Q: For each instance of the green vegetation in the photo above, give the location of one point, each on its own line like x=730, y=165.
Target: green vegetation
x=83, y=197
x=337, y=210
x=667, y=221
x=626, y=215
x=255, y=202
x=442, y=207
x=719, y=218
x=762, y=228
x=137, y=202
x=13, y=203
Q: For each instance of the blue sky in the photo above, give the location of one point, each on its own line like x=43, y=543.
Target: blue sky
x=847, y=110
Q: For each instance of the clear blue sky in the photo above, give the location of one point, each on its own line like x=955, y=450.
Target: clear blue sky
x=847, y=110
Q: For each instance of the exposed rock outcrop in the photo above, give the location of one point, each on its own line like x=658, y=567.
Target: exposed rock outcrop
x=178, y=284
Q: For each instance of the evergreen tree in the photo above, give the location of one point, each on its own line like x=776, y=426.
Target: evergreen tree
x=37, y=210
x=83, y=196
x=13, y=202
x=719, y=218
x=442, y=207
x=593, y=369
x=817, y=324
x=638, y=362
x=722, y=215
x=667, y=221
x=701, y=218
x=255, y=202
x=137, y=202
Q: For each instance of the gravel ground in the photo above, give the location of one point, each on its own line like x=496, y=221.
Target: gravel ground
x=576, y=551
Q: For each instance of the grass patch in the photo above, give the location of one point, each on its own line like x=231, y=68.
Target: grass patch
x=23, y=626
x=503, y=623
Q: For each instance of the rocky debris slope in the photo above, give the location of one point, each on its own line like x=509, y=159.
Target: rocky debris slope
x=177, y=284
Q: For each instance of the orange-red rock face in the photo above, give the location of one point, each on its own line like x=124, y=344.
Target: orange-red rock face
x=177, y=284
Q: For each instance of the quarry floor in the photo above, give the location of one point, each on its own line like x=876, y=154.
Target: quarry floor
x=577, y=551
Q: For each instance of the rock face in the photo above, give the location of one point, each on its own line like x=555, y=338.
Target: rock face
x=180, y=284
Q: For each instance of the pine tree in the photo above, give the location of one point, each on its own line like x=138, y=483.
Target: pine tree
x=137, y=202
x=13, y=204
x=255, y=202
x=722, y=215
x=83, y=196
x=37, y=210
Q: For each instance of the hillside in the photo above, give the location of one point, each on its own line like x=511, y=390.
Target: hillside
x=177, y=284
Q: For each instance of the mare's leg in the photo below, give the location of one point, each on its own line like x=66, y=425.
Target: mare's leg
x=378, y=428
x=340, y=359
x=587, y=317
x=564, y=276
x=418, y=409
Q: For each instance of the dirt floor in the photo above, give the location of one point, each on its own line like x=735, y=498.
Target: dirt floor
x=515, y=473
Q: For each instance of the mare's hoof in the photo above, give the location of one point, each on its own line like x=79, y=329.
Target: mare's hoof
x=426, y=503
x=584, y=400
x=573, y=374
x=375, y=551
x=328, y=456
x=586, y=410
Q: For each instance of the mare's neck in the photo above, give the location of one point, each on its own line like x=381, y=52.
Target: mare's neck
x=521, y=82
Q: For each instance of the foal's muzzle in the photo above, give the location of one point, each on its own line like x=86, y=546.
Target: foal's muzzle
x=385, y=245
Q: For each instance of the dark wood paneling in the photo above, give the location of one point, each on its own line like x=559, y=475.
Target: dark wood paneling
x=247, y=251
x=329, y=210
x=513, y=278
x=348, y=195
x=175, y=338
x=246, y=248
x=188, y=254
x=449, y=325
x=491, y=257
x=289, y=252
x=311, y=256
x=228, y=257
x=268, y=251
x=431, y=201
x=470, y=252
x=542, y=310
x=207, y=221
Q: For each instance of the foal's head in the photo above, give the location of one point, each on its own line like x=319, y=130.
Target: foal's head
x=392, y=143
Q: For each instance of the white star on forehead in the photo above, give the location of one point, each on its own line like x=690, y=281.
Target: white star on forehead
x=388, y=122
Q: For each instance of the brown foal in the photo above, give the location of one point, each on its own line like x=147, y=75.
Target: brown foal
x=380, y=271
+ + + +
> Work instructions: Rewrite every line of the entries above, swapping "on its own line" for "on a separate line" wherever it occurs and leaving everything else as it is.

> Answer to this task:
Q: For each instance of the green vegetation in the photo above, give the location of one point, each on a separate line like x=730, y=165.
Target: green vegetation
x=83, y=197
x=337, y=210
x=667, y=221
x=626, y=215
x=255, y=202
x=442, y=207
x=719, y=218
x=762, y=228
x=137, y=202
x=13, y=203
Q: For each instance of the blue sky in the photo above, give the location of one point, each on a separate line like x=43, y=543.
Target: blue sky
x=847, y=110
Q: For each instance of the clear blue sky in the photo above, give the location of one point, each on a separate line like x=955, y=450.
Target: clear blue sky
x=847, y=110
Q: For each instance of the exposed rock outcrop in the photo above, give the location of one point, each on a separate line like x=658, y=567.
Target: exposed rock outcrop
x=178, y=284
Q: For each instance of the evergreen tree in the photo above, give the location of one point, each on a separate line like x=776, y=426.
Target: evergreen tree
x=37, y=210
x=83, y=196
x=13, y=202
x=719, y=218
x=442, y=207
x=593, y=369
x=817, y=324
x=638, y=362
x=722, y=215
x=667, y=221
x=701, y=218
x=255, y=202
x=137, y=202
Q: For each instance of the gravel ground in the photo above, give the location of one point, each on a separate line like x=496, y=221.
Target: gravel ground
x=576, y=551
Q: For each instance of the grass patch in the photo above, give the location of one point, each on a separate line like x=231, y=68.
Target: grass patch
x=23, y=626
x=503, y=623
Q: For each instance of the rocky debris slope in the photo above, give the location of one point, each on a separate line like x=509, y=159.
Target: rocky debris slope
x=177, y=284
Q: For each instance of the orange-red rock face in the photo above, give the location of one point, each on a separate line like x=124, y=344.
Target: orange-red rock face
x=177, y=284
Q: For each instance of the quarry floor in the photo above, give the location of one point, each on a separate line like x=876, y=154.
Target: quarry floor
x=577, y=551
Q: For each instance of the rock face in the photo above, give the location of one point, each on a separate line like x=555, y=338.
Target: rock face
x=180, y=284
Q: For each instance of the pine tree in the photo above, give the location of one point, each on a separate line like x=138, y=483.
Target: pine tree
x=137, y=202
x=13, y=204
x=255, y=202
x=722, y=215
x=83, y=196
x=37, y=210
Q: For each instance of the hillside in the photo above, give the location of one point, each on a separate line like x=511, y=390.
Target: hillside
x=177, y=284
Q: For each instance of the mare's leg in the photo below, give the location of one point, each on a separate line like x=66, y=425.
Target: mare's leg
x=378, y=428
x=340, y=359
x=587, y=317
x=564, y=276
x=418, y=409
Q: For each instance of the dirt floor in the photo above, give the location of one point, each on a separate line like x=735, y=498.
Target: dirt floor
x=515, y=473
Q: For each instance of the mare's hoof in the photo above, give the location of one point, each on a separate line like x=79, y=329.
Target: mare's hoof
x=426, y=503
x=584, y=400
x=573, y=374
x=375, y=551
x=328, y=456
x=586, y=410
Q: For each instance of the mare's neck in the photo above, give the location of one point, each on a separate line like x=381, y=52.
Target: mare's neck
x=521, y=82
Q: For each instance of the foal's muzzle in the photo above, give the location of one point, each on a separate line like x=86, y=546.
Target: foal's muzzle
x=385, y=245
Q: For each instance of the dark wood paneling in the photo above, give the location of one point, each on a separate line like x=559, y=475.
Target: dark wood paneling
x=247, y=251
x=329, y=210
x=513, y=278
x=348, y=195
x=175, y=338
x=246, y=248
x=188, y=254
x=449, y=325
x=491, y=257
x=289, y=252
x=311, y=256
x=228, y=257
x=268, y=251
x=431, y=201
x=470, y=252
x=542, y=310
x=207, y=221
Q: For each instance of the foal's head in the photo above, give the location of one point, each on a separate line like x=319, y=130.
Target: foal's head
x=392, y=143
Q: For each instance of the white star on forehead in the photo above, give the location of one point, each on a separate line like x=690, y=281.
Target: white star on forehead
x=388, y=122
Q: For each instance of the brown foal in the photo above, give the location of one point, each on a separate line like x=147, y=75.
Target: brown foal
x=380, y=271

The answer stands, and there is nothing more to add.